Stored dataset items
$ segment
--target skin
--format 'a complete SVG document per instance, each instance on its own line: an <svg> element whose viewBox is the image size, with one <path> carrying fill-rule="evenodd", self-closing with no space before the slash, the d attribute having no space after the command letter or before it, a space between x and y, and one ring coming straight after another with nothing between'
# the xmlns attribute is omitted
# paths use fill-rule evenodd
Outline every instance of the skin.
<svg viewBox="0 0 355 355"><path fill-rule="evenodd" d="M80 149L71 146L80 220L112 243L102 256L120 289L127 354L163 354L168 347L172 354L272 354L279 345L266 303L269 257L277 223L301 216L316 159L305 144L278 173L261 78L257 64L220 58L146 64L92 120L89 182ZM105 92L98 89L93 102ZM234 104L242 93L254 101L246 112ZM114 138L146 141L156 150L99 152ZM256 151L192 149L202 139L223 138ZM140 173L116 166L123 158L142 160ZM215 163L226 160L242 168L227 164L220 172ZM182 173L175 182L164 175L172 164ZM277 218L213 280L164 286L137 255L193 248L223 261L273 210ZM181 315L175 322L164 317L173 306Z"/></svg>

Given request:
Please quote the material above word for word, reproducing every line without change.

Response to this task:
$ segment
--target skin
--format 'a complete SVG document per instance, each instance on its own line: an <svg> element whose viewBox is the image size, with one <path> carrying fill-rule="evenodd", self-closing with no space before the slash, the d attribute having no space after the command letter or before it, a space between x and y, and one ring coming straight after another with nothing between'
# the xmlns attribute is omitted
# paths use fill-rule evenodd
Outline every instance of the skin.
<svg viewBox="0 0 355 355"><path fill-rule="evenodd" d="M80 149L71 146L80 220L112 243L102 256L120 289L127 354L163 354L168 347L172 354L272 354L279 345L266 303L269 257L277 223L301 216L316 159L305 144L278 173L261 78L257 64L220 58L146 64L92 120L89 182ZM105 92L98 89L93 102ZM234 104L242 93L254 101L246 112ZM114 138L146 141L156 150L99 152ZM256 151L192 149L202 139L223 138ZM140 173L116 166L123 158L142 160ZM215 163L226 160L242 168L227 164L220 172ZM182 173L175 182L164 175L172 164ZM277 218L213 280L164 286L137 255L193 248L223 261L273 210ZM181 315L175 322L164 317L173 306Z"/></svg>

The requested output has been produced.